Extrait du document:
____________
Au lieu de s’attaquer au cœur du problème du capitalisme industriel, et de tout ce qui l’accompagne, les gens sont contraints de se replier sur des positions qui ne remettent pas fondamentalement en cause le capitalisme.

Soit ils finissent par accepter ses affirmations selon lesquelles nous avons “besoin” de croissance économique, de progrès technologique sans fin, etc., soit ils adoptent des approches nihilistes superficielles qui condamnent le capitalisme sans être capables de proposer une authentique alternative.

Le deuxième aspect du problème concerne le vide idéologique laissé par l’abandon de la pensée anticapitaliste organique par les gauchistes effrayés par les campagnes de dénigrement.

Ce n’est pas parce que ces idées ne sont pas exprimées dans certains cercles qu’elles n’existent pas ou qu’elles seront magiquement empêchées de prendre forme dans l’esprit des gens.
____________
Données enregistrées:
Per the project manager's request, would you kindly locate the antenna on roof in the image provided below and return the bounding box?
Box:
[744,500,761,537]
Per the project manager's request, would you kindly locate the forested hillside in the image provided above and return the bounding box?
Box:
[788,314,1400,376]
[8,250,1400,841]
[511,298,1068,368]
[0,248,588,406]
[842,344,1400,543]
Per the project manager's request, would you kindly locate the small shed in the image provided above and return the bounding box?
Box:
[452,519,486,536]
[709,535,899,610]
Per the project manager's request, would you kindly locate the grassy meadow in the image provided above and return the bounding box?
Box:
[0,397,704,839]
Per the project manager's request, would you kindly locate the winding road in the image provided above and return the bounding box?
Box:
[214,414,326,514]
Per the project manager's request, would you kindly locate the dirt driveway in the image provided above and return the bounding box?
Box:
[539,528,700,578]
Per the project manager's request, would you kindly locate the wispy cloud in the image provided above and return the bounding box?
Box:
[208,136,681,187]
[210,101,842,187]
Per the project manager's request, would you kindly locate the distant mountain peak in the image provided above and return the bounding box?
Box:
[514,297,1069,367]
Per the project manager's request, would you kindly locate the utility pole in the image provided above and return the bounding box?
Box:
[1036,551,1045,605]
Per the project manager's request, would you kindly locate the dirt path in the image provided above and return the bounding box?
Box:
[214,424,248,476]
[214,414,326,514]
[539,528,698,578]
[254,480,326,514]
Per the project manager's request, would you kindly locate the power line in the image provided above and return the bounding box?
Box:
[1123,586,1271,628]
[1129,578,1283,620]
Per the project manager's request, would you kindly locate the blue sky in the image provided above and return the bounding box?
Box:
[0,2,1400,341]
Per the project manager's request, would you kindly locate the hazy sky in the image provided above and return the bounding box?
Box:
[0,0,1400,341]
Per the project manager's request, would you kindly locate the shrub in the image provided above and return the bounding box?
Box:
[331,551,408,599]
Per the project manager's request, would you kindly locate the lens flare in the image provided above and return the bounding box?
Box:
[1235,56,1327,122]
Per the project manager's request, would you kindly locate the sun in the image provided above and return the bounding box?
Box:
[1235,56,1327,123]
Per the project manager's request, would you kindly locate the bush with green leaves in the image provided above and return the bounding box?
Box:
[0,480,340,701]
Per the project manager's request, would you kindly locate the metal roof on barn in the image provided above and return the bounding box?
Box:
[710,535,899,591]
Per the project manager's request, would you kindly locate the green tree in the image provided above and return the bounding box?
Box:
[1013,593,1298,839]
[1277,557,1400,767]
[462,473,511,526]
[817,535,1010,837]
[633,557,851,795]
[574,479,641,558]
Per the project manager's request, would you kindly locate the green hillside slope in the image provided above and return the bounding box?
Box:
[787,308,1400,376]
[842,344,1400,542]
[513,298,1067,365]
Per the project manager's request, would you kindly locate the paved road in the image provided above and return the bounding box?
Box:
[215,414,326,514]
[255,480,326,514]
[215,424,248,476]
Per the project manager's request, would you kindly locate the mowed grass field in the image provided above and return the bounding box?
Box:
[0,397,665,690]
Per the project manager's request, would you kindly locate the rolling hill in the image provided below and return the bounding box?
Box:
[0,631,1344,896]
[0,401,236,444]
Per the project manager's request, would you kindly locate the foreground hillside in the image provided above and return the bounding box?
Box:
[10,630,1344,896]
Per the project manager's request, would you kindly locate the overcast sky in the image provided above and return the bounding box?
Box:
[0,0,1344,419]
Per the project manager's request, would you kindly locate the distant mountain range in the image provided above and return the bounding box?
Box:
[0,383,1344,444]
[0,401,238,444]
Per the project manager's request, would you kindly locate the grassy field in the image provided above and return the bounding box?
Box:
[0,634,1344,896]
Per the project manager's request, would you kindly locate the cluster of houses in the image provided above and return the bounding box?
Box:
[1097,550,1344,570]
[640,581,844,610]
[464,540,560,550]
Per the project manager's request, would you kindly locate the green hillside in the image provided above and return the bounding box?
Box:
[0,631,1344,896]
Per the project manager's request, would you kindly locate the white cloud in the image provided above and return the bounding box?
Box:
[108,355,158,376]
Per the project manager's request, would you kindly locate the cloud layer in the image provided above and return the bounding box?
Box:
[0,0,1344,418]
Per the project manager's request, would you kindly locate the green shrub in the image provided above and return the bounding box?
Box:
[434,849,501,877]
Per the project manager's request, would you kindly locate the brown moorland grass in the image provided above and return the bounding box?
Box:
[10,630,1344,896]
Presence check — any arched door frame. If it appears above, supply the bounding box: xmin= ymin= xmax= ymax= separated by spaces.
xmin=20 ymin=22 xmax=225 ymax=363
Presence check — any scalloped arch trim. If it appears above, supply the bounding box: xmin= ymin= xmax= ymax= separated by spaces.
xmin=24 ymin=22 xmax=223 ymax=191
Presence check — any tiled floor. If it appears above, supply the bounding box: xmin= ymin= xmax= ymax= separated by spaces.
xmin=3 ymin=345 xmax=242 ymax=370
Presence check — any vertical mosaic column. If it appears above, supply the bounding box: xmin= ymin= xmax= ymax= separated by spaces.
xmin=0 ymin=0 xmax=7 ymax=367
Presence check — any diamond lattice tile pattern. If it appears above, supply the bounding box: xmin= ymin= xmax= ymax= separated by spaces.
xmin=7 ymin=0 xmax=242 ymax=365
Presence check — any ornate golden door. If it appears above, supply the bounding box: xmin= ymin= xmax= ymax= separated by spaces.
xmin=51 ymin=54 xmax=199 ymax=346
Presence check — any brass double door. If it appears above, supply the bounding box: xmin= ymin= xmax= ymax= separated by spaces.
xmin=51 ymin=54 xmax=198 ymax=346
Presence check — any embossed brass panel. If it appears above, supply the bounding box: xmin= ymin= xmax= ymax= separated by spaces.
____________
Consigne donnée 1: Recopiez le passage de l'extrait sur le capitalisme compris entre « Au lieu de s’attaquer » et « l’esprit des gens. », bornes incluses, en remplaçant « gauchistes » par « militants ».
Consigne donnée 2: Relevez tous les verbes à l'infinitif présents dans l'extrait sur le capitalisme, dans leur ordre d'apparition.

Réponse rédigée 1:
Au lieu de s’attaquer au cœur du problème du capitalisme industriel, et de tout ce qui l’accompagne, les gens sont contraints de se replier sur des positions qui ne remettent pas fondamentalement en cause le capitalisme.

Soit ils finissent par accepter ses affirmations selon lesquelles nous avons “besoin” de croissance économique, de progrès technologique sans fin, etc., soit ils adoptent des approches nihilistes superficielles qui condamnent le capitalisme sans être capables de proposer une authentique alternative.

Le deuxième aspect du problème concerne le vide idéologique laissé par l’abandon de la pensée anticapitaliste organique par les militants effrayés par les campagnes de dénigrement.

Ce n’est pas parce que ces idées ne sont pas exprimées dans certains cercles qu’elles n’existent pas ou qu’elles seront magiquement empêchées de prendre forme dans l’esprit des gens.

Réponse rédigée 2: s'attaquer, se replier, accepter, être, proposer, prendre